Answer these questions using the forum thread below.
1. Which of Shapey's works did the first poster listen to?
2. Whose recording does Myriadi say they have?
3. Which composer does isorhythm say would have been offended to be called a "master of counterpoint"?

*** Text to read

If you listen to Sally Pinkas she makes it sound very different from melody/accompaniment, much more like two independently characterful voices interacting in a dramatic way. I remember thinking that Rzewski's recording was not like this, so something strange is going on in one of the two recordings.

After making that post I listened to one of Shapey's Evocations, it's very good music I think.


----------



## ST4 (Oct 27, 2016)

Mahler
Webern
Stravinsky
Sorabji
Messiaen
Xenakis
Stockhausen
Murail


----------



## Myriadi (Mar 6, 2016)

Mandryka said:


> If you listen to Sally Pinkas she makes it sound very different from melody/accompaniment, much more like two independently characterful voices interacting in a dramatic way.


That's the recording I have, but I'm not getting that impression at all from it...


----------



## Myriadi (Mar 6, 2016)

ST4 said:


> Murail


_Murail_??? I'd guess only if counterpoint is defined by "more than one line of music"! Sorry - don't mean to offend. Could you point to a specific piece of Murail's where there are several melodic lines interacting simultaneously?


----------



## isorhythm (Jan 2, 2015)

ST4 said:


> Mahler
> Webern
> Stravinsky
> Sorabji
> ...


Do you know what counterpoint is?

I'm pretty sure Xenakis would actually have been offended if he heard you call him a "master of counterpoint."


----------



## ST4 (Oct 27, 2016)

isorhythm said:


> Do you know what counterpoint is?
> 
> I'm pretty sure Xenakis would actually have been offended if he heard you call him a "master of counterpoint."


Yes I do know what counterpoint is and his music is vibrant in counterpoint and contrasts between timbres.

******
*** Raw data

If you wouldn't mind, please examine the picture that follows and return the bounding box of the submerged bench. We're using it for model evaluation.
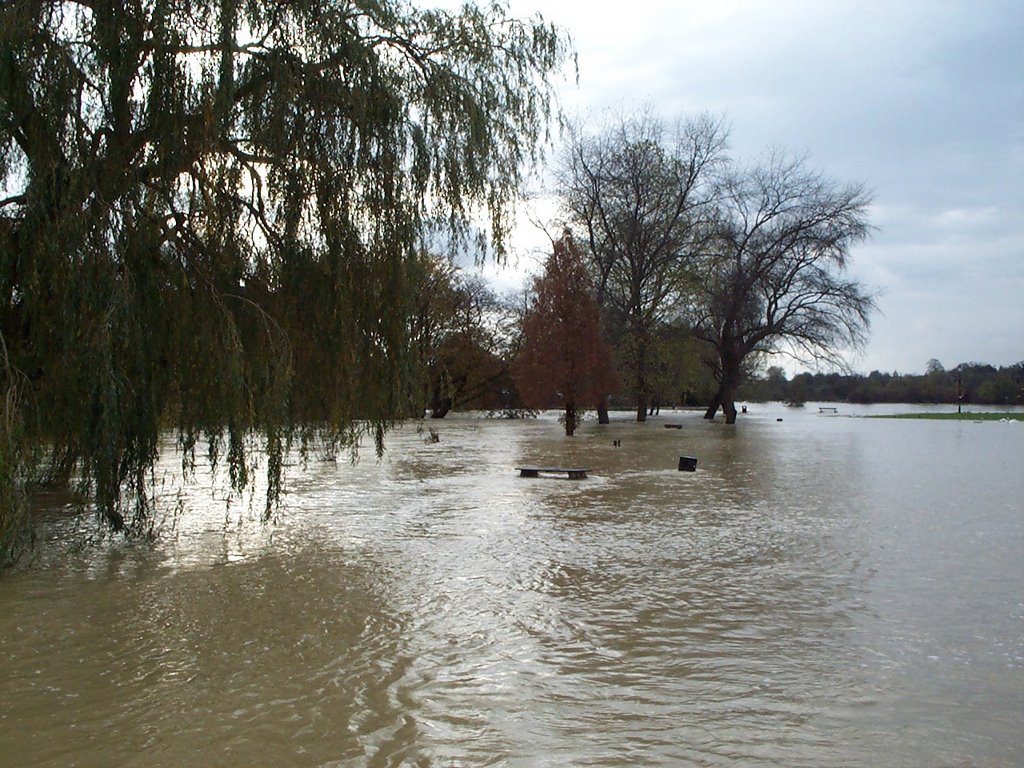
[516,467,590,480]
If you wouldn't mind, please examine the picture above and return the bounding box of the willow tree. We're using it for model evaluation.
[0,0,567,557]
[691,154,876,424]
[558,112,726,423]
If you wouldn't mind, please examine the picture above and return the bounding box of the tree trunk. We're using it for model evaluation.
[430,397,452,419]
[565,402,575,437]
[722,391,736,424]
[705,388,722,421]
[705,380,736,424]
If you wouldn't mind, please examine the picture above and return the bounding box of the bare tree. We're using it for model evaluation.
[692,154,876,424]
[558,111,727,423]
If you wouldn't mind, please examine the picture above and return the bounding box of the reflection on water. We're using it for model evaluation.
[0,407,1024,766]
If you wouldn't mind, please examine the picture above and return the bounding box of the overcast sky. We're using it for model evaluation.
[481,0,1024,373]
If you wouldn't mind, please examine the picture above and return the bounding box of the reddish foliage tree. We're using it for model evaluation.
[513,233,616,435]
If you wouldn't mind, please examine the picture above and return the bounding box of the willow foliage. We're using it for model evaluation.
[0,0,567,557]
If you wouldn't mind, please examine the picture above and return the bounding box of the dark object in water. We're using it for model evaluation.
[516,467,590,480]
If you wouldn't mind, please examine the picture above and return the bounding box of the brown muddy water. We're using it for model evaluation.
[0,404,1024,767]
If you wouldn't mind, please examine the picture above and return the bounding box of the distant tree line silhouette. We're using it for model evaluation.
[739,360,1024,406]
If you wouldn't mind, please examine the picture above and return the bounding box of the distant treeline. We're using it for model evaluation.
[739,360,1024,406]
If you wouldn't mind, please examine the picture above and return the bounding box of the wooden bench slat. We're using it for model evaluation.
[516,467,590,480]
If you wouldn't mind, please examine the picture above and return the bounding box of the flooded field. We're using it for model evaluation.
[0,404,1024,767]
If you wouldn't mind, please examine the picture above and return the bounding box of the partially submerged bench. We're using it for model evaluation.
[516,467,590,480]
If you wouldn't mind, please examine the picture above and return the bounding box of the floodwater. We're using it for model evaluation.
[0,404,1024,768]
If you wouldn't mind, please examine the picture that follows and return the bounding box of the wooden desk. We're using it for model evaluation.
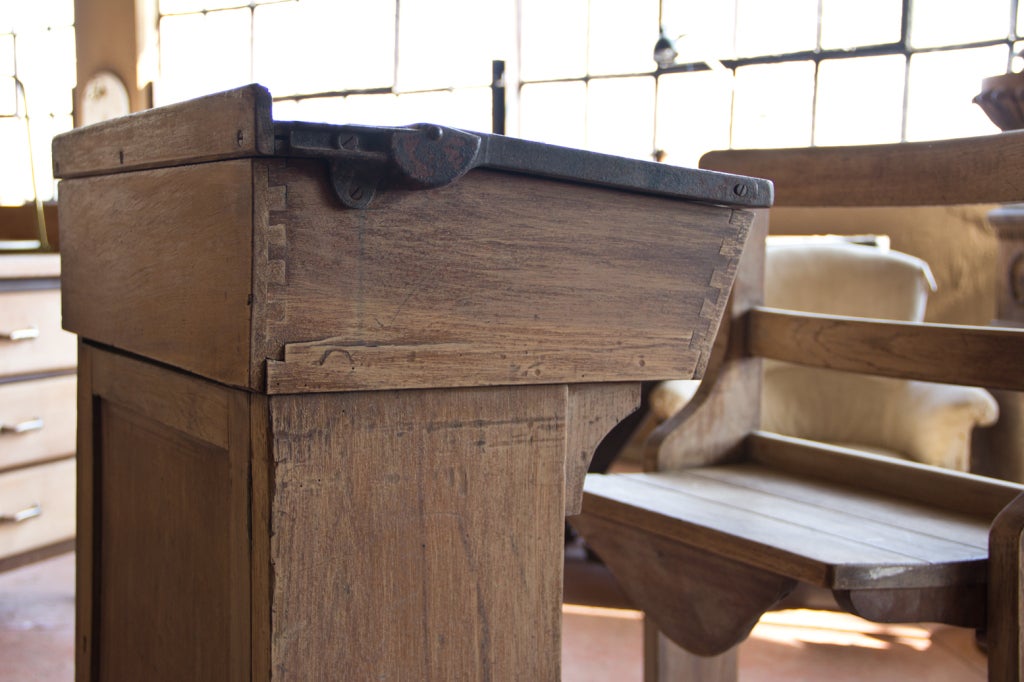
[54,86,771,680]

******

▸ **Expected answer**:
1. One of Shapey's Evocations.
2. Sally Pinkas's recording.
3. Xenakis.